TASK INPUT:

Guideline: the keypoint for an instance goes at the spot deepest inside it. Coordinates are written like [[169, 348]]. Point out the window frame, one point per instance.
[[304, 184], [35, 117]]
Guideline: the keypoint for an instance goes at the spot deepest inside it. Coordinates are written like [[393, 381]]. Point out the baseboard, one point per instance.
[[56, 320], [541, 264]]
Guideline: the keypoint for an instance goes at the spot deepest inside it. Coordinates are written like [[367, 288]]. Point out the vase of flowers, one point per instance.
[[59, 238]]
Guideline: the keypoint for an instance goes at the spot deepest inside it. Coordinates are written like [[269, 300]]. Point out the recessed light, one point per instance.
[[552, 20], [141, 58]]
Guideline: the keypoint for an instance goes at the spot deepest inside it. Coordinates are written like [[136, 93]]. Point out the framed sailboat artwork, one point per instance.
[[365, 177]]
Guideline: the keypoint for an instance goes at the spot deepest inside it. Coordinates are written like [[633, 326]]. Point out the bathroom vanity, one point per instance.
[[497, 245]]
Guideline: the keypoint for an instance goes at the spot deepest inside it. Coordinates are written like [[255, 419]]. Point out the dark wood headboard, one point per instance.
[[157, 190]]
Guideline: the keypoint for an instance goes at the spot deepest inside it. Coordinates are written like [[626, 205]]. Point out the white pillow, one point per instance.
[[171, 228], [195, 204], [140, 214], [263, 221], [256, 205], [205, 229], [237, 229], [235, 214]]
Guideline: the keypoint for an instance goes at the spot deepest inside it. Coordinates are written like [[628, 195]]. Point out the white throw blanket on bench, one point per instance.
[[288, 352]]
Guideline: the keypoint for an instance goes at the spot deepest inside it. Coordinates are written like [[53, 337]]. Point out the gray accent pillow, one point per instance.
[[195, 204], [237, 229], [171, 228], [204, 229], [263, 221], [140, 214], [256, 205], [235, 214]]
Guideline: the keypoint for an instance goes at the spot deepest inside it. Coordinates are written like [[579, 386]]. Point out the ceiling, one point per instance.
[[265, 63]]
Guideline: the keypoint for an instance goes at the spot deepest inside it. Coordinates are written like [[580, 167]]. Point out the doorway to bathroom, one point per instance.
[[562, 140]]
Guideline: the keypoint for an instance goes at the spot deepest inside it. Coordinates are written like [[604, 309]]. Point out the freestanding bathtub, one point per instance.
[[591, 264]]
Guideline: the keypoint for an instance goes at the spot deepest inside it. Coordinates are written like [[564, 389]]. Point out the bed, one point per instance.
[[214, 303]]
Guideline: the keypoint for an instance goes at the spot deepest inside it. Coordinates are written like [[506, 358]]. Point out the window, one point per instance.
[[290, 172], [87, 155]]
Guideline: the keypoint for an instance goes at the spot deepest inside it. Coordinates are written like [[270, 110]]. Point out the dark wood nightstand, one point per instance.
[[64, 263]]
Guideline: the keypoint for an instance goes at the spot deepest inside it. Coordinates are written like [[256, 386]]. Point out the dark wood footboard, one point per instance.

TRY IT:
The answer should consist of the lines from the one with "bed, one point per instance." through the last line of the entries, duplicated exactly and nothing more.

OUTPUT BELOW:
Guideline: the keypoint for an instance goes at the spot deepest inside it. Coordinates are written like [[564, 389]]. Point out the bed, one point per instance.
[[214, 303]]
Guideline: the keypoint for an instance goes at the spot deepest inside it. Coordinates are written like [[506, 358]]. Point out the window, one point per instance.
[[290, 172], [87, 155]]
Guideline: the keypoint for an instance goes at the spot deepest inside it. Coordinates are written like [[270, 110]]. Point out the dark wood nightstand, one point per instance.
[[64, 263]]
Guideline: the keypoint for an instance goes at the spot deepest inside it. Coordinates are written like [[256, 386]]. Point out the dark wood footboard, one point per instance.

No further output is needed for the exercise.